▶ _Exercices à faire_
**a.** Recopiez mot pour mot, dans le texte sur la Fête nationale à Genève, le passage allant de « En tant que maire » jusqu'à « à mes côtés. » inclus.
**b.** Poursuivez le texte sur la Fête nationale à Genève à partir de sa dernière phrase.

▶ _Texte cité_
↓↓↓
Chères Vertes,
Chers Verts,

En tant que maire de la Ville de Genève, il m’incombait d’organiser les festivités liées à notre Fête nationale. chaque année, une thématique est mise en avant. Il me tenait à cœur de promouvoir l’agriculture de proximité. Alors que nous faisons signer une initiative pour des aliments équitables, j’avais envie de mettre à l’honneur Les Jardins de Cocagne, en tant que précurseurs, ainsi que toutes les autres initiatives contractuelles entre producteurs et consommateurs. En cette année d’élections fédérales, j’ai voulu marquer le coup en invitant Fernand Cuche, ancien Conseiller national et ancien Conseiller d’Etat neuchâtelois, à prononcer un discours à mes côtés.

Voici des extraits de mon discours :

Je retrouve dans cette initiative [des Jardins de Cocagne] plusieurs traits de l’esprit du Pacte fédéral de 1291, dont plusieurs extraits vont être lus tout à l’heure par des enfants. J’y vois notamment un esprit de résistance, une résistance contre l’agriculture industrielle et polluante qui prévalait dans les années 70 et l’idéologie productiviste qui la gouvernait. J’y vois aussi un esprit de solidarité puisque les Jardins de Cocagne se veulent solidaires du métier d’agriculteur ici à Genève et en Suisse, et soutiennent des projets ailleurs dans le monde. J’y vois enfin un esprit soucieux du bien public, qui vise le développement d’une agriculture respectueuse des consommateurs et de l’environnement.

Vous le savez, les problèmes liés au climat et à l’environnement n’ont pas de frontières et préoccupent aujourd’hui tous les pays et toutes les collectivités publiques. En décembre aura lieu à Paris la Conférence des Nations Unies sur les changements climatiques, qu’on appelle aussi la COP 21.
↑↑↑
▶ _Matériel fourni_
↓↓↓
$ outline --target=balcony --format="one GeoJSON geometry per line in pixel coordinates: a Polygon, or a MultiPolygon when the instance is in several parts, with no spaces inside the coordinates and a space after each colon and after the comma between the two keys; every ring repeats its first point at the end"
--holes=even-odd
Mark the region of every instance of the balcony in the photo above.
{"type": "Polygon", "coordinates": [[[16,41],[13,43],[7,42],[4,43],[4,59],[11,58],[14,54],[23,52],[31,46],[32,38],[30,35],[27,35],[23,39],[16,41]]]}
↑↑↑
▶ _Résultats des exercices_
**a.**
En tant que maire de la Ville de Genève, il m’incombait d’organiser les festivités liées à notre Fête nationale. chaque année, une thématique est mise en avant. Il me tenait à cœur de promouvoir l’agriculture de proximité. Alors que nous faisons signer une initiative pour des aliments équitables, j’avais envie de mettre à l’honneur Les Jardins de Cocagne, en tant que précurseurs, ainsi que toutes les autres initiatives contractuelles entre producteurs et consommateurs. En cette année d’élections fédérales, j’ai voulu marquer le coup en invitant Fernand Cuche, ancien Conseiller national et ancien Conseiller d’Etat neuchâtelois, à prononcer un discours à mes côtés.

**b.**
Je me suis rendue au début du mois de juillet au Sommet mondial Climat et territoires à Lyon, une étape préparatoire à cette Conférence. Ce sommet a réuni les acteurs non-étatiques engagés dans la lutte contre le réchauffement climatique, et notamment de nombreux maires de villes du monde entier, des représentants de la société civile et des responsables de collectivités locales et d’ONG. J’ai été impressionnée par l’énergie positive qui émanait des participants et par leur forte mobilisation.

Aujourd’hui, il est devenu évident que le patriotisme ne va pas sans le souci du climat et de l’environnement. Il ne va donc pas sans une réforme de nos façons de vivre. Nous savons tous que de nouveaux modes de production, de distribution et de consommation sont nécessaires pour sauvegarder la planète. Les Suisses en sont conscients. La Constitution fédérale a inscrit le développement durable dans les buts de la Confédération. Et le canton de Genève est le premier en Suisse à avoir introduit le droit à un environnement sain dans le catalogue des droits fondamentaux de sa nouvelle Constitution.

Esprit de résistance, solidarité et souci du bien commun : c’est en s’appuyant sur ces trois valeurs fondatrices que la Suisse pourra affronter les nombreux défis qui l’attendent, dont celui du réchauffement climatique.

Je vous remercie pour votre attention et je vous souhaite à toutes et à tous une très belle fête nationale !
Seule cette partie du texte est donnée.